++++ Materials provided

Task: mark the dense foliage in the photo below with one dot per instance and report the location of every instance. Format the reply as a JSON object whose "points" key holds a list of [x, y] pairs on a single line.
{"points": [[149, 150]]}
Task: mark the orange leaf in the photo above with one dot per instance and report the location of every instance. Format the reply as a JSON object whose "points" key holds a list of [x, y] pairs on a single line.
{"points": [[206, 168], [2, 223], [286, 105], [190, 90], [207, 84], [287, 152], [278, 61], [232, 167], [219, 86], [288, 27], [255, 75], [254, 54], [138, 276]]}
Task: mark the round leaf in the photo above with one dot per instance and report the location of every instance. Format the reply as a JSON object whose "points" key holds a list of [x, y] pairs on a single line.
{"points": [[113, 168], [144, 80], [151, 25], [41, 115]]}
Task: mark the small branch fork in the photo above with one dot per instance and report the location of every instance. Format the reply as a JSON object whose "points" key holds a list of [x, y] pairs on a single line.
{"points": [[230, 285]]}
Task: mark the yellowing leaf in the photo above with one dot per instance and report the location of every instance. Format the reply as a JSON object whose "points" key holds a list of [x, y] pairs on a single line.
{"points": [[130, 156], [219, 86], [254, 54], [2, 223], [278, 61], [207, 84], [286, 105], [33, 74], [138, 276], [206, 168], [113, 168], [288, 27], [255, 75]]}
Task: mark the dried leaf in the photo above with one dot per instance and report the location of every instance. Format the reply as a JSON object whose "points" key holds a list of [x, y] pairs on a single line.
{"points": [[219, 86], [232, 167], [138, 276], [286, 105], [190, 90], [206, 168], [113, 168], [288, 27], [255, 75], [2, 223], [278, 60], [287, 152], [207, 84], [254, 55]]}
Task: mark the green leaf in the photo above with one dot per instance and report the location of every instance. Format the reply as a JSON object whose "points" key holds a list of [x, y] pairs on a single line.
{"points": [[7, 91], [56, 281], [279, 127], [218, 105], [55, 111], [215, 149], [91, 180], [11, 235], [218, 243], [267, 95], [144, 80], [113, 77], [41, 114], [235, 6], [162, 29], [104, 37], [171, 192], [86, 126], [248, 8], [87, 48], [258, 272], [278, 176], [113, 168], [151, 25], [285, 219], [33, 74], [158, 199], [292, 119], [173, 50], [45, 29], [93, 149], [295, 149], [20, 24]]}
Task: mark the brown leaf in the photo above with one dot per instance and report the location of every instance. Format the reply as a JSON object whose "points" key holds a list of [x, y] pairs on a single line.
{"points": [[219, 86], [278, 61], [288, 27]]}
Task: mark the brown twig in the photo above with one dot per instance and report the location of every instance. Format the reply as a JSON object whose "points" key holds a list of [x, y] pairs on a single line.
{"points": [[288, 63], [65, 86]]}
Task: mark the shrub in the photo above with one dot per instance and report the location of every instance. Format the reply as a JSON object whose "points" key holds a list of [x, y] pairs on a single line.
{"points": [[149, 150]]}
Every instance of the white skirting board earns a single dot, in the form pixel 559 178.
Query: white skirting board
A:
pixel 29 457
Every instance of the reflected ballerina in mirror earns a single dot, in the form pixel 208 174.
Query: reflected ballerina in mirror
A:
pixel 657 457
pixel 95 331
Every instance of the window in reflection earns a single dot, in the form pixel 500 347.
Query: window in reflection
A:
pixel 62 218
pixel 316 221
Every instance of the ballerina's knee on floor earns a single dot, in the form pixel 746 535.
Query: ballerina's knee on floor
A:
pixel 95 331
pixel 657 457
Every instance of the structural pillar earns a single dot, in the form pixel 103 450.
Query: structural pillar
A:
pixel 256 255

++++++++

● **Exercise**
Could you set down every line of the listing above again, word for word and unchanged?

● **Task output**
Task: mark the dense foliage in the photo below with one dot per instance and report the location of every instance. Format the reply as a JSON object whose "points" key holds a list of [x, y] pairs on a single line.
{"points": [[149, 150]]}
Task: mark the orange leaf in the photo above with one dot per instance and report the location of every instance. Format the reply as a JSON object whose "points" key holds a list of [x, y] pairs on a single line.
{"points": [[206, 168], [2, 223], [286, 105], [190, 90], [207, 84], [287, 152], [278, 61], [232, 167], [219, 86], [288, 27], [255, 75], [254, 54], [138, 276]]}
Task: mark the round leaf in the photo above with one dot per instance and report the location of every instance. Format the reply as a JSON object whose "points" key holds a list of [x, y] pairs on a single line.
{"points": [[113, 168], [144, 80], [151, 25], [41, 115]]}
Task: mark the small branch fork in the photo above with one dot per instance and report the location of every instance. Format the reply as a JSON object whose "points" key holds a list of [x, y] pairs on a single line.
{"points": [[230, 285]]}
Task: mark the yellowing leaf in the photo above with one dot per instance and report the location of every instance. Format the reply as a JSON object whose "points" key holds a list of [x, y] pairs on a single line.
{"points": [[130, 156], [219, 86], [254, 54], [2, 223], [278, 61], [207, 84], [286, 105], [33, 74], [138, 276], [206, 168], [113, 168], [288, 27], [255, 75]]}
Task: mark the dried leaf in the photo above with one dot per instance and report the location of every instance. Format the reply as a JSON object whose "points" key holds a list of [x, y] pairs on a single line.
{"points": [[219, 86], [232, 167], [138, 276], [286, 105], [190, 90], [206, 168], [113, 168], [288, 27], [255, 75], [2, 223], [278, 60], [287, 152], [207, 84], [254, 55]]}
Task: mark the green leaf in the photo above with one dot per instance and report the location of every instance. Format the reply as a JSON object whose "points" key holds a list of [x, y] pairs on a single line.
{"points": [[7, 91], [56, 281], [279, 127], [218, 105], [55, 111], [215, 149], [91, 180], [11, 235], [218, 243], [267, 95], [144, 80], [113, 77], [41, 114], [235, 6], [162, 29], [104, 37], [171, 192], [86, 126], [248, 8], [87, 48], [258, 272], [278, 176], [113, 168], [151, 25], [285, 219], [33, 74], [158, 199], [292, 119], [173, 50], [45, 29], [93, 149], [295, 149], [20, 24]]}
Task: mark the brown leaf in the photo above with one dot per instance and report the location of every instance. Format the reply as a JSON object whose "points" key holds a list of [x, y] pairs on a single line.
{"points": [[219, 86], [278, 61], [288, 27]]}
Task: mark the brown twig in the photo above with one dot per instance and report the location of every instance. Format the reply as a JSON object whose "points" key holds a list of [x, y] pairs on a single line.
{"points": [[288, 63], [65, 86]]}
Task: mark the shrub in the photo above with one dot per instance and report the location of every instance. Format the reply as a JSON object whose "points" key holds a list of [x, y] pairs on a single line.
{"points": [[149, 150]]}
Every instance of the white skirting board earns a single dot, in the form pixel 559 178.
Query: white skirting board
A:
pixel 29 457
Every instance of the reflected ballerina in mirror earns a single dot, in the form pixel 208 174.
Query: reflected ballerina in mirror
A:
pixel 657 457
pixel 95 331
Every instance of the window in reflection earns a single dot, in the form pixel 500 347.
Query: window in reflection
A:
pixel 62 218
pixel 316 221
Every instance of the ballerina's knee on floor earns a single dot, in the form pixel 746 535.
Query: ballerina's knee on floor
A:
pixel 95 331
pixel 657 457
Every instance of the structural pillar earns a single dot, in the form pixel 103 450.
Query: structural pillar
A:
pixel 256 255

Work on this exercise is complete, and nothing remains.